- Records shown
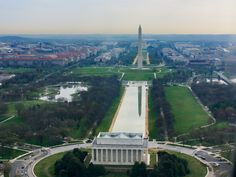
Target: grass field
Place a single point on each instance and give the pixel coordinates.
(17, 70)
(107, 120)
(7, 153)
(187, 112)
(12, 108)
(152, 117)
(197, 169)
(96, 71)
(45, 168)
(130, 73)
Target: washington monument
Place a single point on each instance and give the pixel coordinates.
(140, 41)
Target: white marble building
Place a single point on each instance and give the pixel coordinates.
(119, 148)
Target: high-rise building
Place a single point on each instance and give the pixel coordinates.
(140, 55)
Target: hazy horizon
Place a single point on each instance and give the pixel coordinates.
(117, 17)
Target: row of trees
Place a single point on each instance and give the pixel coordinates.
(50, 123)
(73, 165)
(221, 99)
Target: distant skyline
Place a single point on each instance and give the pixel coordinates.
(117, 16)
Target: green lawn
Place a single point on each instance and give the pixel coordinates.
(152, 118)
(12, 108)
(8, 153)
(137, 75)
(96, 71)
(187, 112)
(17, 70)
(197, 169)
(45, 168)
(107, 120)
(130, 73)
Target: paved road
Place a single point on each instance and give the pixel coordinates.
(24, 167)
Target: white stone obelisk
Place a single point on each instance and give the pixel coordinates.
(140, 41)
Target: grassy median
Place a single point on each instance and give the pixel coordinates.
(187, 112)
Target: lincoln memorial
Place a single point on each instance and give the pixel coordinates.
(119, 148)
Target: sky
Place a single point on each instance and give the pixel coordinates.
(117, 16)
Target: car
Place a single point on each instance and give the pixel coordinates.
(216, 164)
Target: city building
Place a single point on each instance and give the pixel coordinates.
(111, 148)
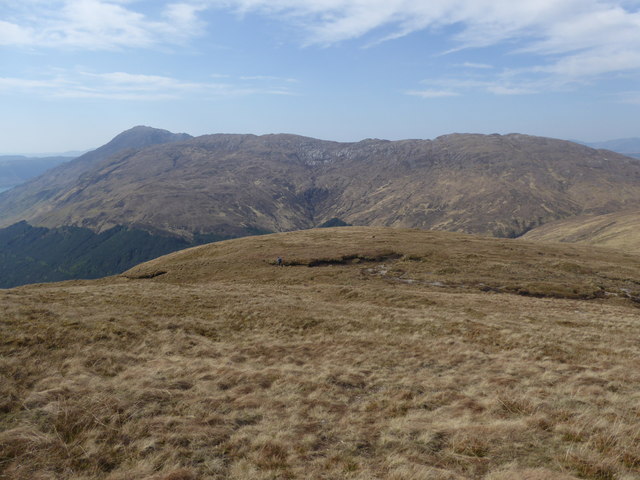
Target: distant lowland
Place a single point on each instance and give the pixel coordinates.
(149, 192)
(17, 169)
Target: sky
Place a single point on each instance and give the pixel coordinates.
(75, 73)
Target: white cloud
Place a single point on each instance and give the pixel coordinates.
(482, 66)
(430, 93)
(128, 86)
(566, 40)
(95, 24)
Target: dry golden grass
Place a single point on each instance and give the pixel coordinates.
(401, 355)
(620, 230)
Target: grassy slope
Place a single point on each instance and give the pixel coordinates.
(399, 355)
(620, 230)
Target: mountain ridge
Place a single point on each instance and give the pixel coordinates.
(224, 184)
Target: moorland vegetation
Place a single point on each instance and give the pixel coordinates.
(372, 353)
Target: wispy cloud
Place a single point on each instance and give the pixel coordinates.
(128, 86)
(564, 41)
(430, 93)
(96, 24)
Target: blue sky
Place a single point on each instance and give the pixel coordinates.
(74, 73)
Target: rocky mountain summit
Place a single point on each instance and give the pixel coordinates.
(233, 185)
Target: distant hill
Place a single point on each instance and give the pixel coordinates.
(38, 254)
(37, 194)
(17, 169)
(230, 185)
(620, 230)
(223, 186)
(626, 146)
(372, 353)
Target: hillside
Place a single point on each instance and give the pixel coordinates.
(372, 354)
(37, 196)
(619, 230)
(232, 185)
(16, 169)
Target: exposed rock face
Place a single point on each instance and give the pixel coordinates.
(238, 184)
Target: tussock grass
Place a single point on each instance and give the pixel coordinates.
(228, 366)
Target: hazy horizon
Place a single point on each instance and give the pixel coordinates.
(75, 73)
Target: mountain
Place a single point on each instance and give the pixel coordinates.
(620, 230)
(231, 185)
(374, 353)
(17, 169)
(183, 191)
(37, 195)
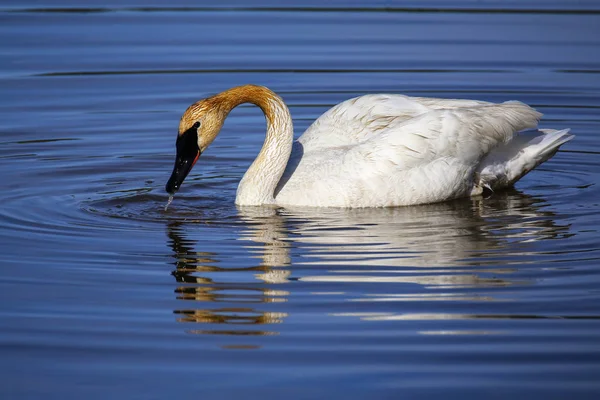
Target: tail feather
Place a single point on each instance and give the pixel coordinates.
(508, 163)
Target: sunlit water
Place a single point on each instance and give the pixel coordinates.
(106, 292)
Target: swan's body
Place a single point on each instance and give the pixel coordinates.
(381, 150)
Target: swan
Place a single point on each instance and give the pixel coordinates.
(376, 150)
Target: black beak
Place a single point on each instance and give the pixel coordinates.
(187, 155)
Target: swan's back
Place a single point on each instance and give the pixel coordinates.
(361, 118)
(390, 150)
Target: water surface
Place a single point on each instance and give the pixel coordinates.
(104, 293)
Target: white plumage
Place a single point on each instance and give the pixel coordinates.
(382, 150)
(392, 150)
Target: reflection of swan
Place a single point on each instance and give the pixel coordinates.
(374, 150)
(207, 291)
(433, 245)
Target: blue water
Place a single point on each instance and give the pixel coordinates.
(103, 294)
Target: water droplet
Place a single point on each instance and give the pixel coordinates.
(169, 201)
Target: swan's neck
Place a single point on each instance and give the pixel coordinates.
(258, 185)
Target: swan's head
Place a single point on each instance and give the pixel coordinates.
(199, 126)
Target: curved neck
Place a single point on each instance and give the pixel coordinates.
(258, 185)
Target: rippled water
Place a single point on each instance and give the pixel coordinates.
(104, 293)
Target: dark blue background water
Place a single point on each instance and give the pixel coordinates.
(104, 294)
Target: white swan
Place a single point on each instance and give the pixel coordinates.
(376, 150)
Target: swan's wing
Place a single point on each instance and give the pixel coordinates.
(465, 134)
(359, 119)
(434, 157)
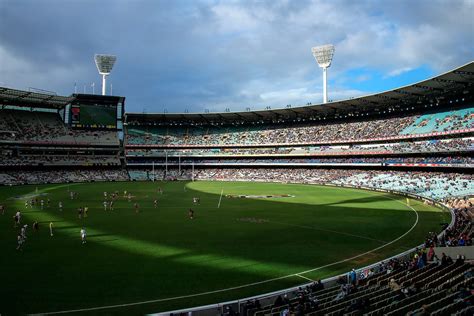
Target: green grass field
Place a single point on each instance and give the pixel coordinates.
(160, 254)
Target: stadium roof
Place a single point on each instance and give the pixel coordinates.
(32, 99)
(436, 90)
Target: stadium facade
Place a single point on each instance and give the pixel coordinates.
(372, 141)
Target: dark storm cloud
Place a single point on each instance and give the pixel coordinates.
(215, 54)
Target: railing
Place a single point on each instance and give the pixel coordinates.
(220, 307)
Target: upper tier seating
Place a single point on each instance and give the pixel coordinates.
(425, 146)
(441, 122)
(299, 132)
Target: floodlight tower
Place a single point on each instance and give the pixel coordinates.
(104, 65)
(323, 55)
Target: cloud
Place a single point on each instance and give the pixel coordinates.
(217, 54)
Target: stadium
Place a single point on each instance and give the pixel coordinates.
(358, 206)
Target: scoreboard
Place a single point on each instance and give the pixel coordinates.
(96, 112)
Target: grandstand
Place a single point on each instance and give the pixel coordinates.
(416, 140)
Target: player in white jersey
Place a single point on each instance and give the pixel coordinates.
(83, 235)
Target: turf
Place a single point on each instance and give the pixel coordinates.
(160, 253)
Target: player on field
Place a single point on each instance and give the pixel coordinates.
(19, 242)
(23, 231)
(83, 235)
(17, 218)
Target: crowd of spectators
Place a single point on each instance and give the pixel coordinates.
(428, 146)
(299, 132)
(61, 176)
(433, 185)
(58, 160)
(454, 160)
(410, 285)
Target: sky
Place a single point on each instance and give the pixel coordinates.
(197, 56)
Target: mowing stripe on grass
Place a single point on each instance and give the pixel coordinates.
(299, 275)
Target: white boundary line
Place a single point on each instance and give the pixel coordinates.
(308, 279)
(244, 285)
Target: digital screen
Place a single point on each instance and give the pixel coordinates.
(94, 116)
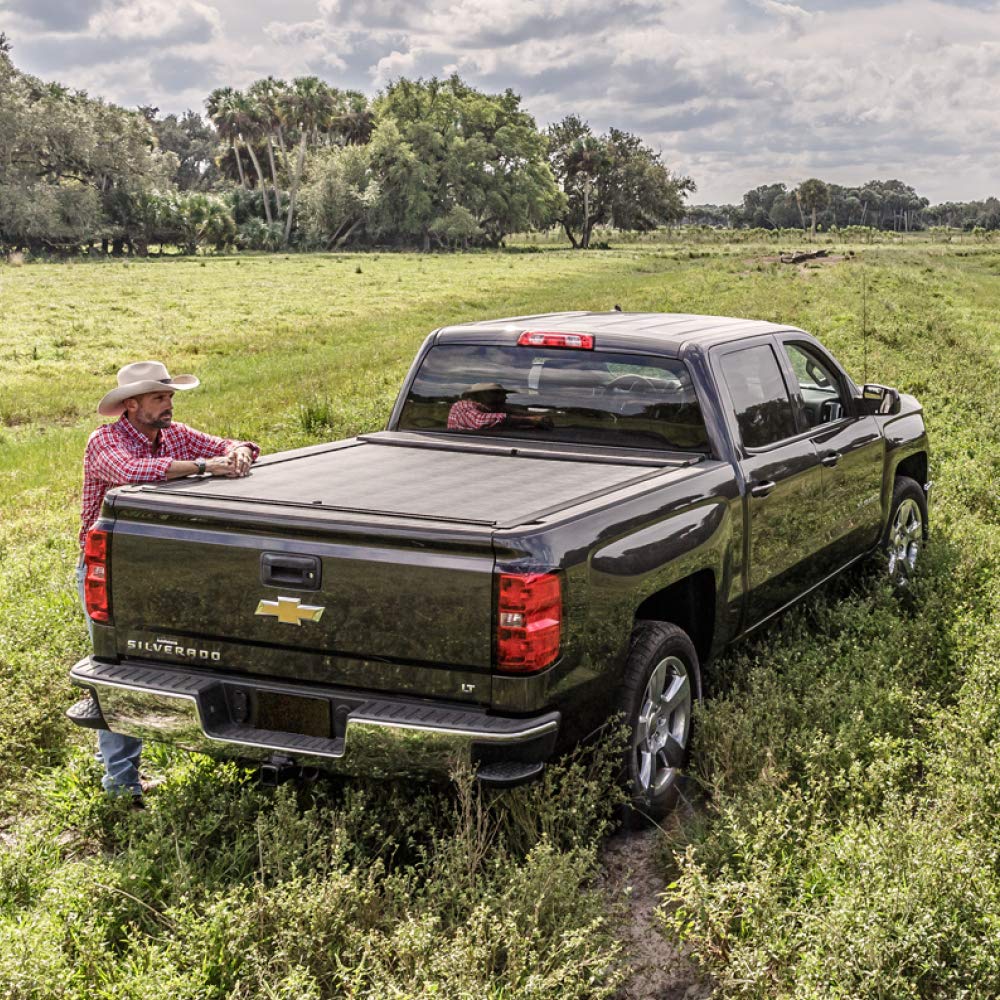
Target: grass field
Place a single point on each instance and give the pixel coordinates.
(845, 841)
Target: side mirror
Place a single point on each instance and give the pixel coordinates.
(879, 399)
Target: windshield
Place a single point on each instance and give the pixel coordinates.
(581, 397)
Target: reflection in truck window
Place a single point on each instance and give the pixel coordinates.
(582, 397)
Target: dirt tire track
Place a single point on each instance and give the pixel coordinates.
(662, 970)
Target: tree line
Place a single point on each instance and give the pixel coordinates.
(303, 164)
(888, 205)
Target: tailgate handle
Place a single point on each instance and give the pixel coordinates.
(280, 570)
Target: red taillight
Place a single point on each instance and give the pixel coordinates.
(96, 581)
(539, 338)
(529, 621)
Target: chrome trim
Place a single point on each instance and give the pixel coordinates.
(371, 746)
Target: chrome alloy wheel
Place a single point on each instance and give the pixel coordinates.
(905, 537)
(663, 726)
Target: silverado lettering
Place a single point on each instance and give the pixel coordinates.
(565, 518)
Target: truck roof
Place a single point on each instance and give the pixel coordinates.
(666, 332)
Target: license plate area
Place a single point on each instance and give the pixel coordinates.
(290, 713)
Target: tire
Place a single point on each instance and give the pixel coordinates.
(905, 531)
(662, 682)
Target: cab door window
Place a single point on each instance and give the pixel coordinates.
(819, 388)
(760, 397)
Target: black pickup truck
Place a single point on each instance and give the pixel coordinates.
(565, 517)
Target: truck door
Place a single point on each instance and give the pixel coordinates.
(785, 516)
(850, 448)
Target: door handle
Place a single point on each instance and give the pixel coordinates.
(280, 570)
(762, 489)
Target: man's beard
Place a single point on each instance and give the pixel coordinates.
(160, 423)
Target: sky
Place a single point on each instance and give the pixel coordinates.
(733, 93)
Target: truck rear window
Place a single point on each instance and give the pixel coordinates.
(580, 397)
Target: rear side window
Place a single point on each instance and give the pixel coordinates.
(552, 394)
(760, 396)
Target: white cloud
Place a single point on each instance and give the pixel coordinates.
(735, 92)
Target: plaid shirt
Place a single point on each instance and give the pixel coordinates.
(468, 415)
(117, 454)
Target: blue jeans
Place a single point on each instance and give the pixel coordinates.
(119, 753)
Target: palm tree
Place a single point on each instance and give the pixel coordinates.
(812, 195)
(306, 108)
(356, 124)
(266, 95)
(221, 107)
(252, 128)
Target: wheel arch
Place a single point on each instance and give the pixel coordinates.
(688, 603)
(915, 466)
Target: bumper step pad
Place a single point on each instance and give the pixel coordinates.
(381, 736)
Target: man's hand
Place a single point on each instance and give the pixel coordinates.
(243, 459)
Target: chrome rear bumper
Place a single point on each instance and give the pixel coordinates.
(380, 737)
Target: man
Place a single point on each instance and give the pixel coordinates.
(144, 445)
(483, 407)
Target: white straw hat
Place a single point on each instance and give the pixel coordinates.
(140, 377)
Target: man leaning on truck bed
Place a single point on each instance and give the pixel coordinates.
(145, 445)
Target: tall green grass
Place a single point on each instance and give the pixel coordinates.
(845, 845)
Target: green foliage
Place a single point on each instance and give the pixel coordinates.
(614, 179)
(440, 144)
(340, 195)
(847, 845)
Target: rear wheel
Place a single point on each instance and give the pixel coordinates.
(662, 683)
(906, 531)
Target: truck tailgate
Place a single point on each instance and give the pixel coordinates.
(394, 544)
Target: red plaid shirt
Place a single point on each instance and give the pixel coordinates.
(468, 415)
(117, 454)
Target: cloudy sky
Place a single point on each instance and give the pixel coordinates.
(734, 93)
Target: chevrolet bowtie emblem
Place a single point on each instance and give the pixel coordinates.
(290, 611)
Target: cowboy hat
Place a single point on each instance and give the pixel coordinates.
(140, 377)
(482, 388)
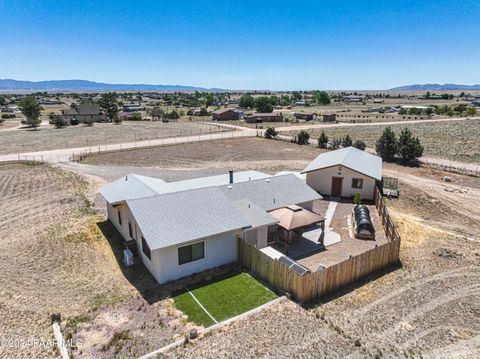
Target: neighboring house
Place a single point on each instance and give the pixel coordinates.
(225, 114)
(133, 108)
(352, 98)
(83, 112)
(304, 116)
(185, 227)
(332, 117)
(264, 117)
(10, 108)
(344, 172)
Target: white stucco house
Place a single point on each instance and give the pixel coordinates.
(185, 227)
(344, 172)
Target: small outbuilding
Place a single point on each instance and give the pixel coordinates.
(307, 116)
(344, 172)
(264, 117)
(225, 114)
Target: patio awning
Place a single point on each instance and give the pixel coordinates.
(294, 217)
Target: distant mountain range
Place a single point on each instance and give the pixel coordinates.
(436, 87)
(84, 85)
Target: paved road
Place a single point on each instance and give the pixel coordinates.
(65, 155)
(324, 125)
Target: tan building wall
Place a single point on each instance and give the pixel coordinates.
(321, 181)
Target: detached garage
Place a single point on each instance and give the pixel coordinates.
(344, 172)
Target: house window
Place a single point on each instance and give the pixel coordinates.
(146, 248)
(191, 253)
(130, 229)
(357, 183)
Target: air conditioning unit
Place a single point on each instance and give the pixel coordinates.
(128, 258)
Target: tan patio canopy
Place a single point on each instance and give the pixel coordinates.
(293, 219)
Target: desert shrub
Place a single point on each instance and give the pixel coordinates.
(58, 121)
(270, 132)
(409, 148)
(88, 122)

- Task goal
Retype word for word the lines running from the line containing "Target: desert shrub" to the end of the listing, and only those.

- Problem solution
Target: desert shrub
Place a single point on each instance and give the pixel coordinates.
(58, 121)
(270, 132)
(409, 148)
(88, 122)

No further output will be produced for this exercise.